■ Description of the task:
Repeat, word for word, the part of the piece on how childhood has changed from "Soccer, Karate, Dance, gymnastics, Little" to "anything for it.".

■ Excerpt provided:
****************************************
I have no kids, so I am always completely shocked when
I hear things

1.  There are no simple birthday parties anymore.  I
remember having birthday parties outside with a BBQ
and picnic tables.  Now every kid's birthday party is
a 25-kid extravaganza.  Chucky cheese, Build a bear,
25 to 50 bucks a kid.  Crazy!

2.  As a kid, my only planned activity was Little
League, everything else was inside the school.  Every
day during the summer we chose up sides and had a
baseball game.  There were none of the incredible
amounts of forced activities that these kids endure
today.   When does a kid have time to be a kid? 
Soccer, Karate, Dance, gymnastics, Little League, Boy
Scouts, Girl Scouts.  Their schedules exhaust me just
looking at them.

I don't see gangs of kids playing baseball or kickball
anymore.  I guess everything has to be a playdate.

3.  Kids have designer pocketbooks, designer clothes,
cell phones, computers, video games and all without
having to do anything for it.

4.  Kids don't get jobs.   I remember having to pull
strings to get a $4.10 / hr job during the summer
after my HS graduation.  Now the labor force is taken
up by illegal immigrants because the HS kids don't
need to work.

5.  Many kids now get brand new cars when they start
driving.  In my cousin's development you see 17 yo
kids driving brand new BMWs, Mercedes and Porsches.

6.  The senior prom now involves limo sines, $2000
dresses, and weekends in the hamptons.

7.  We had interns coming into the Army for the
summer.  One kid used to sleep at his desk.  Could you
imagine sleeping at your desk?
****************************************
A data block

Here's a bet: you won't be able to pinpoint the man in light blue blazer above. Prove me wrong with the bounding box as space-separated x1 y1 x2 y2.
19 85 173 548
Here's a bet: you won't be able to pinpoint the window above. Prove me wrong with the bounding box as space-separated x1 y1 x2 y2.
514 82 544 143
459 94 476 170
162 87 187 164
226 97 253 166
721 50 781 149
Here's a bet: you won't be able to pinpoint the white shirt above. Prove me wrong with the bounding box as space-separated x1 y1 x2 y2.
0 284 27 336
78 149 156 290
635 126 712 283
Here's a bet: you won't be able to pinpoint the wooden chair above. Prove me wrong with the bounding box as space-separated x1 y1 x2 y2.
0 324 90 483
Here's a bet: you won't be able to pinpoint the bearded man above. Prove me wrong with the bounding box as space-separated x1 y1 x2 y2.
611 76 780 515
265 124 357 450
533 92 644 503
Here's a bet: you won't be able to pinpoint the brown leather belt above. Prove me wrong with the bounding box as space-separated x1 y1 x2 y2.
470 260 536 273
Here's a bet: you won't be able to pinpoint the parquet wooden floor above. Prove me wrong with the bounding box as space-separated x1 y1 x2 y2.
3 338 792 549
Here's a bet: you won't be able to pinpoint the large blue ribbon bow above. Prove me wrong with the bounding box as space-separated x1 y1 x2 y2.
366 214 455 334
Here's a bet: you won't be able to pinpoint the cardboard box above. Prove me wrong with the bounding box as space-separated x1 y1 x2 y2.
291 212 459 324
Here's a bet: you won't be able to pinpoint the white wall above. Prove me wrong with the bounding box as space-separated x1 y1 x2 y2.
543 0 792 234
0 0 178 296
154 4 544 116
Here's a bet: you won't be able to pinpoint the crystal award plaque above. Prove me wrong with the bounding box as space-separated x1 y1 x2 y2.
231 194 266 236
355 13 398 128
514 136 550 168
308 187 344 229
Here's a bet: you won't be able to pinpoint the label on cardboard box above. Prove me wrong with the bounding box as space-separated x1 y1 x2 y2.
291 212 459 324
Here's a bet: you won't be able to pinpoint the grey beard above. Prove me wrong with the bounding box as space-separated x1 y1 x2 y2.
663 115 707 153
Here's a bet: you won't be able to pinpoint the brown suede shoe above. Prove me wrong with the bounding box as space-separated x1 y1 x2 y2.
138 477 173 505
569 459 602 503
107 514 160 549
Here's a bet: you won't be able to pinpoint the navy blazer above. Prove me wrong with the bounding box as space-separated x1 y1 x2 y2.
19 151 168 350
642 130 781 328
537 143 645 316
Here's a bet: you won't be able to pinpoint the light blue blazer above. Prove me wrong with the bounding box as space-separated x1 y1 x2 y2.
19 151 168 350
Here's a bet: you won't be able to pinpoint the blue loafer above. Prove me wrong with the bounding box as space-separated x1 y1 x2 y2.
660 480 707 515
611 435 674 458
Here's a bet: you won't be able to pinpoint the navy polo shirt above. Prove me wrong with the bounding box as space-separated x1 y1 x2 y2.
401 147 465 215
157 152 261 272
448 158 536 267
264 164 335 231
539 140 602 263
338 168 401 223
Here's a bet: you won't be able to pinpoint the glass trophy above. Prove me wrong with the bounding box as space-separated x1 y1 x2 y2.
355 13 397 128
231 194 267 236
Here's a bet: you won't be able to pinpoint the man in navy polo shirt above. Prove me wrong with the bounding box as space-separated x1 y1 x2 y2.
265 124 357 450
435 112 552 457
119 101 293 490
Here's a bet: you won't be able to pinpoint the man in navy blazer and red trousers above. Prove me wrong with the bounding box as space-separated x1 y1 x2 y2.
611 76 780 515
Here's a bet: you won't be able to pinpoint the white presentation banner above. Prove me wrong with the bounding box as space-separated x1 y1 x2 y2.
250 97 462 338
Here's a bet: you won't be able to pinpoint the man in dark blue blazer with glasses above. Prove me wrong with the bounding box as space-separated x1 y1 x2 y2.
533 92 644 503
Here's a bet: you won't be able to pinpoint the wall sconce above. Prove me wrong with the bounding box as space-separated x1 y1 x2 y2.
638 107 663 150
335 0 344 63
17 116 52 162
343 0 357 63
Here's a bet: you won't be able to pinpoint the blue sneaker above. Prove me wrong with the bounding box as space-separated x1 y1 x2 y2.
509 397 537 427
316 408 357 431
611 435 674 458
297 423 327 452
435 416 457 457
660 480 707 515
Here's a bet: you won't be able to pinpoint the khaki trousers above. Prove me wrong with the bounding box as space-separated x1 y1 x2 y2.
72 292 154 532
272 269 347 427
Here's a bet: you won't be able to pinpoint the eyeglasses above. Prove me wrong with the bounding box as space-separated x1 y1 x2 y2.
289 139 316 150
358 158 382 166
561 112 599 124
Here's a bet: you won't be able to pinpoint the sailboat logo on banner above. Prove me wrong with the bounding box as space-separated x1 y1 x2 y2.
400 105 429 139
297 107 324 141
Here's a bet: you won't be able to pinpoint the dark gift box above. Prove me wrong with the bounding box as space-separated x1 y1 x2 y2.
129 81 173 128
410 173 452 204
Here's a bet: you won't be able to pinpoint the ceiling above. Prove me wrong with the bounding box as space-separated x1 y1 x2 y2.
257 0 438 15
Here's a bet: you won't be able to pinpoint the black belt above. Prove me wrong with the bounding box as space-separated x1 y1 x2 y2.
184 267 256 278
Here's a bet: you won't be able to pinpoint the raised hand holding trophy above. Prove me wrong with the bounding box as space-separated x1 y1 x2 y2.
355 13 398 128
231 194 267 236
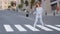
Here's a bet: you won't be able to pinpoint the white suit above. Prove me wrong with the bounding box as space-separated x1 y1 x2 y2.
34 7 43 27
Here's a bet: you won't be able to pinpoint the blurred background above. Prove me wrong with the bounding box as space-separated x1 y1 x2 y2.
0 0 60 15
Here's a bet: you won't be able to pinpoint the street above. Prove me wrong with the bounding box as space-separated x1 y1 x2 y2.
0 10 60 34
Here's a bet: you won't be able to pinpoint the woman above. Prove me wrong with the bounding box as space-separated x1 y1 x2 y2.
34 2 44 27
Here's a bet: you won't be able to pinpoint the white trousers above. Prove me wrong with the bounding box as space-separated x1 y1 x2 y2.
34 15 44 27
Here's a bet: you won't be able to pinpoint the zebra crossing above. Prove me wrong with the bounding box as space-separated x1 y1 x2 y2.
3 24 60 32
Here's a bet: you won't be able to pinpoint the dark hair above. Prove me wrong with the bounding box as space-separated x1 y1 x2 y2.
35 2 41 7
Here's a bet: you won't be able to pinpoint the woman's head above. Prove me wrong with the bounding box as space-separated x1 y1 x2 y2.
36 2 41 7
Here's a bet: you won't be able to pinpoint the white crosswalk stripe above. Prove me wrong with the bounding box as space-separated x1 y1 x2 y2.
4 25 14 32
25 25 40 31
46 25 60 31
37 25 53 31
15 25 27 31
3 24 60 32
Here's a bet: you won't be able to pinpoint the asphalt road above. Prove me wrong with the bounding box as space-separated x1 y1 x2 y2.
0 10 60 34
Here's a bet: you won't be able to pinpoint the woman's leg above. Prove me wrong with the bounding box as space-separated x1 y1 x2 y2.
40 15 44 26
34 16 38 27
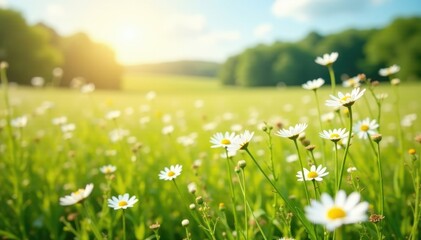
****************************************
■ Output of the exercise:
Soccer, Karate, Dance, gymnastics, Little League, Boy
Scouts, Girl Scouts.  Their schedules exhaust me just
looking at them.

I don't see gangs of kids playing baseball or kickball
anymore.  I guess everything has to be a playdate.

3.  Kids have designer pocketbooks, designer clothes,
cell phones, computers, video games and all without
having to do anything for it.